What is asked:
Starting at the line that contains "instance of the ear", print every remaining line of the entries, unchanged, and output nothing more.

Records supplied:
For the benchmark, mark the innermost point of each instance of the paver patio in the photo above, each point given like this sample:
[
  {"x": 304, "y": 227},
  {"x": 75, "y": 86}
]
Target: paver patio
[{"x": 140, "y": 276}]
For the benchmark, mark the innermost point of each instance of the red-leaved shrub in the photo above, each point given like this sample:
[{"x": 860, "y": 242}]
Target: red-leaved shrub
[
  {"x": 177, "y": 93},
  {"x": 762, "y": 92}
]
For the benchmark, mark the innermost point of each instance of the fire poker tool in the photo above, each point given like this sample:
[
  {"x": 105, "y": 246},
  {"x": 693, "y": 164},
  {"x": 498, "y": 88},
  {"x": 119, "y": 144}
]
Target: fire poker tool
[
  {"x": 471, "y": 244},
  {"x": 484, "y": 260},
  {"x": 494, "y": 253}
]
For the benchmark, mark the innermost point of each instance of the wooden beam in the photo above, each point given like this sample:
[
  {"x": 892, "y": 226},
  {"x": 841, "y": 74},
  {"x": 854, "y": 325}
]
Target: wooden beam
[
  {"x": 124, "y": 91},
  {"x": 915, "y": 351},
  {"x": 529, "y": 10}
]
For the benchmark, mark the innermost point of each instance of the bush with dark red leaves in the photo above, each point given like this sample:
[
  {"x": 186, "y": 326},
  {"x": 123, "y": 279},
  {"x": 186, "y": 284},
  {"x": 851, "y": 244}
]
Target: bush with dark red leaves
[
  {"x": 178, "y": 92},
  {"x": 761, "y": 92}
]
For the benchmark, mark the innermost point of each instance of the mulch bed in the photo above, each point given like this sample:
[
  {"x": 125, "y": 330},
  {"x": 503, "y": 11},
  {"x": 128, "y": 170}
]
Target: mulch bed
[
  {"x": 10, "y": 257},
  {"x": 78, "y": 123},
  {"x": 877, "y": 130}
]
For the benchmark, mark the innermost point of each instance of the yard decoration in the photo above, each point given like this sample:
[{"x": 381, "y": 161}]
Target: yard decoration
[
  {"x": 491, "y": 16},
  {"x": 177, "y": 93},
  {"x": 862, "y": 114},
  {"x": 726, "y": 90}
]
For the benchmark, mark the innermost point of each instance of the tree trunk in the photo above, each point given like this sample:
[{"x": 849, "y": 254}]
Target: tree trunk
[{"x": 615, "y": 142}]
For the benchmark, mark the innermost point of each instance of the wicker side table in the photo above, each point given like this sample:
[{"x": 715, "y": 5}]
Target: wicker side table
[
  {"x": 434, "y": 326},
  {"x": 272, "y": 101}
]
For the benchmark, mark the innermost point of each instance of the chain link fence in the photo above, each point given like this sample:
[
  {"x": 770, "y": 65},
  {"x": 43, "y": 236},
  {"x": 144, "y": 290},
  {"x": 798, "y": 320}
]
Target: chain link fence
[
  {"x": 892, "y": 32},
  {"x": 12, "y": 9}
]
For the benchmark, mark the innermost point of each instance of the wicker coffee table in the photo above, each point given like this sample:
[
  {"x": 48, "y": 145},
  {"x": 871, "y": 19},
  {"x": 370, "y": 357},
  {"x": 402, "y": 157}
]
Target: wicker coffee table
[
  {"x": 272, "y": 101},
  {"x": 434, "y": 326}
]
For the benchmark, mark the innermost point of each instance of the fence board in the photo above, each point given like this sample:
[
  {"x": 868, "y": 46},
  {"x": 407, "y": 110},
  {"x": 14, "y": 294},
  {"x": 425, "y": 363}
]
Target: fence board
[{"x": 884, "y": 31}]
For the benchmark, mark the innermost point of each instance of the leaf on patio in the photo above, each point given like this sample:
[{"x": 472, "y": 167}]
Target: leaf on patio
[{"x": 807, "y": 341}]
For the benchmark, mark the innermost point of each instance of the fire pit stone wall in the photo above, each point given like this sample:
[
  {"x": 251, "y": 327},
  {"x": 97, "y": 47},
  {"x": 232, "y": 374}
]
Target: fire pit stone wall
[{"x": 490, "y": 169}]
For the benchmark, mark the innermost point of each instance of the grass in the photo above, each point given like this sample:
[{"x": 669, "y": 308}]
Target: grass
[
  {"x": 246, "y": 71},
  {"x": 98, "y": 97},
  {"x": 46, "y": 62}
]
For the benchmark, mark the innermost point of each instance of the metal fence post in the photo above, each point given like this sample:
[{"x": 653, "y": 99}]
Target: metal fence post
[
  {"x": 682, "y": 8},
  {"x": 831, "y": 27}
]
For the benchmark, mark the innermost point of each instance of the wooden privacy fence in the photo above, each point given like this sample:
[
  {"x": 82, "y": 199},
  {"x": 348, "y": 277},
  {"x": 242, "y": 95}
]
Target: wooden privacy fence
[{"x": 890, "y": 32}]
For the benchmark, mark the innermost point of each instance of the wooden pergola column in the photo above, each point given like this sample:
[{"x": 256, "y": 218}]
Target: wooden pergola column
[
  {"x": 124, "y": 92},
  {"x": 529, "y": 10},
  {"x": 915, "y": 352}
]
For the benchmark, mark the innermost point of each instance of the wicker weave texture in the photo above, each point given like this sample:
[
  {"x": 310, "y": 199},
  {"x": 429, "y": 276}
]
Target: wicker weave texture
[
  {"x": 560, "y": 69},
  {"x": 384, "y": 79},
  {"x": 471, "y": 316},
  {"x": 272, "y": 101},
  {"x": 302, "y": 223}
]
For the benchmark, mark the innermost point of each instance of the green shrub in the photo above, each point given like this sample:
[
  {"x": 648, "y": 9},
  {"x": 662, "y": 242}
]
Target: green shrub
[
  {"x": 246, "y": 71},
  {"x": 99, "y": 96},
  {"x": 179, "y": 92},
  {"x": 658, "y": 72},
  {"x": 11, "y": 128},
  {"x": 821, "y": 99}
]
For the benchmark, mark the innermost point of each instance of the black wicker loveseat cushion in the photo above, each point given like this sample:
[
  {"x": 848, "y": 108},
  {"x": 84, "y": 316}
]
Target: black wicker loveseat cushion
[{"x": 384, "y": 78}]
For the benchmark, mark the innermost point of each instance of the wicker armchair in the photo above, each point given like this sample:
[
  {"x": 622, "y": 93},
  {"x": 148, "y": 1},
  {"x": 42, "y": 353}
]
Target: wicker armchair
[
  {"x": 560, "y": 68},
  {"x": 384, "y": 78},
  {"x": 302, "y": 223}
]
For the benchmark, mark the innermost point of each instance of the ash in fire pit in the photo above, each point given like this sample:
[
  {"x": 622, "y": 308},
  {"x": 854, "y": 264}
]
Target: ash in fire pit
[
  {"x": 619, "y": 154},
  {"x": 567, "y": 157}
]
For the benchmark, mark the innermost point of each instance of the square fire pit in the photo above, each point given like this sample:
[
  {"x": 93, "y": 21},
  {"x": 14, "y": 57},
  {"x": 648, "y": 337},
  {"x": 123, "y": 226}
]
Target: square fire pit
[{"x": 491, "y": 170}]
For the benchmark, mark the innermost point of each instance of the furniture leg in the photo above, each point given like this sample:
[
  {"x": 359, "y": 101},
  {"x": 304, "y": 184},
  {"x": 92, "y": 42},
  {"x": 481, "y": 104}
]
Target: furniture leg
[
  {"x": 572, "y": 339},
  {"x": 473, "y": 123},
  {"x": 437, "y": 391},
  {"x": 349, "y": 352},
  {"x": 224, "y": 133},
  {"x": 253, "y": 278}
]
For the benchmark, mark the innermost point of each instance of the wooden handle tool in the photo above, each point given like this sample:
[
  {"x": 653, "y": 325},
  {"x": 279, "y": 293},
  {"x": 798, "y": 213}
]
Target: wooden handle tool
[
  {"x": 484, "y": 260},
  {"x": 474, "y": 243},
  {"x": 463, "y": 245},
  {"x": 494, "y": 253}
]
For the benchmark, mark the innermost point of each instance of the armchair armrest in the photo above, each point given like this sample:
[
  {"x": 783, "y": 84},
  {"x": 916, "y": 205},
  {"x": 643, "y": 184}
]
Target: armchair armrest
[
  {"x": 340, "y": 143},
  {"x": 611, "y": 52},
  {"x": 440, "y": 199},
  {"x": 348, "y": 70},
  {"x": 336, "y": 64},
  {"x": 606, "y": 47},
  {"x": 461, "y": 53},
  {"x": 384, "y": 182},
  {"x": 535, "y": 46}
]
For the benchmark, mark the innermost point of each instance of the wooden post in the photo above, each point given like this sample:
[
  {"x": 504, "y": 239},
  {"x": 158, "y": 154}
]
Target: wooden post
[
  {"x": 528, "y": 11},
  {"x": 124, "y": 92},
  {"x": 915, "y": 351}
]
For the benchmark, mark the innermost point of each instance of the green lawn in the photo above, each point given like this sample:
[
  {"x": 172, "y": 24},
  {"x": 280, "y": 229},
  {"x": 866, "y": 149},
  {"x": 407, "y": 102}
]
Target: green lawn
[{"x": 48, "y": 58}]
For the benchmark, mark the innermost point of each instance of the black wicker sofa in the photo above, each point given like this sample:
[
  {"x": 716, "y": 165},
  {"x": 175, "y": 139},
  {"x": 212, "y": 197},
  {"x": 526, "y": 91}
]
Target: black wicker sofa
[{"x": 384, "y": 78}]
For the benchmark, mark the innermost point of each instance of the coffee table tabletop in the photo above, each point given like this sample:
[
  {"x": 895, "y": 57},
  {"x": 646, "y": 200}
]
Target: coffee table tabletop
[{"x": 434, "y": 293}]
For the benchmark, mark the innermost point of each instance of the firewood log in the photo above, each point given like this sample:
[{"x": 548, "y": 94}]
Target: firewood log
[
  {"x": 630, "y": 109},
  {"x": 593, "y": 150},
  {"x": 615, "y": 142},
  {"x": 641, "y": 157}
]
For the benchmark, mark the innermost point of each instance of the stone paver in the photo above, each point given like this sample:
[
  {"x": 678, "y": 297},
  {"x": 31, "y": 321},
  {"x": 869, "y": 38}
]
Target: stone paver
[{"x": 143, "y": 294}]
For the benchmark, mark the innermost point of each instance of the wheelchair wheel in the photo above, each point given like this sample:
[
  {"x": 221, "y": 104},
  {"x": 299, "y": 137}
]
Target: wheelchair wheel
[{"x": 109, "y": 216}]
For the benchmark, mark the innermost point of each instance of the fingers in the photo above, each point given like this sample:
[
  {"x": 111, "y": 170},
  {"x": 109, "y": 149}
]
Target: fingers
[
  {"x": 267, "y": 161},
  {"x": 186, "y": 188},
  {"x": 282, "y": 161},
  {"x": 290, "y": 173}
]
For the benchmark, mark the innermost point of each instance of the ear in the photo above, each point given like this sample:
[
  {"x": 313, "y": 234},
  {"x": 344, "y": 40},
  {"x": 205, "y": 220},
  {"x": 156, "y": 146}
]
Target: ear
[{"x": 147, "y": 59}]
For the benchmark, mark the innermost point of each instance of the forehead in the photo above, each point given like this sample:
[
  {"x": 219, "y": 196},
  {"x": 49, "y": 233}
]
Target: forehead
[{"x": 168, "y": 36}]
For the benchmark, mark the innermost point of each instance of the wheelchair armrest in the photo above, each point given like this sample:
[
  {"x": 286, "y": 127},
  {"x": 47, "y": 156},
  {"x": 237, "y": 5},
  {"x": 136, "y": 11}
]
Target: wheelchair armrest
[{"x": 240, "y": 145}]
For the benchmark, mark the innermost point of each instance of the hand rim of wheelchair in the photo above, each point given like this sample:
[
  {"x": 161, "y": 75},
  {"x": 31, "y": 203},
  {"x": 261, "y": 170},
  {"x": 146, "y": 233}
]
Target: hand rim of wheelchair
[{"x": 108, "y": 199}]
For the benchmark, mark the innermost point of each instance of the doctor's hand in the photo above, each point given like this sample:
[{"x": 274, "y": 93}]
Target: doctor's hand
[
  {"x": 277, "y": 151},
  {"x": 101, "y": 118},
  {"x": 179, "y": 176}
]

Response to the exercise:
For the benchmark, mark the innermost point of each instance of the ear in the photo above, each point given like this sample:
[
  {"x": 313, "y": 234},
  {"x": 344, "y": 40},
  {"x": 205, "y": 220},
  {"x": 156, "y": 146}
]
Target: ear
[{"x": 147, "y": 59}]
For the benchmark, mark the innermost point of each instance of the forehead in the photo above, each point given like this sample:
[
  {"x": 219, "y": 196},
  {"x": 49, "y": 233}
]
Target: forehead
[{"x": 168, "y": 36}]
For the benchmark, mark the innermost point of each instance of the wheelchair armrest in the photo above, each point given like this sample:
[
  {"x": 286, "y": 127},
  {"x": 47, "y": 156},
  {"x": 237, "y": 5},
  {"x": 136, "y": 11}
]
Target: wheelchair armrest
[{"x": 240, "y": 145}]
For the benchmark, mark the innermost point of each instance of the hand rim of wheelchair in the photo above, each point given like this sample:
[
  {"x": 161, "y": 75},
  {"x": 31, "y": 203},
  {"x": 261, "y": 170},
  {"x": 146, "y": 233}
]
Target: hand rim of wheelchair
[{"x": 108, "y": 199}]
For the benchmark, mark the innermost point of each instance of the doctor's hand in the photo above, each point given like this sample:
[{"x": 274, "y": 93}]
Target: doctor's hand
[
  {"x": 277, "y": 151},
  {"x": 101, "y": 118},
  {"x": 179, "y": 176}
]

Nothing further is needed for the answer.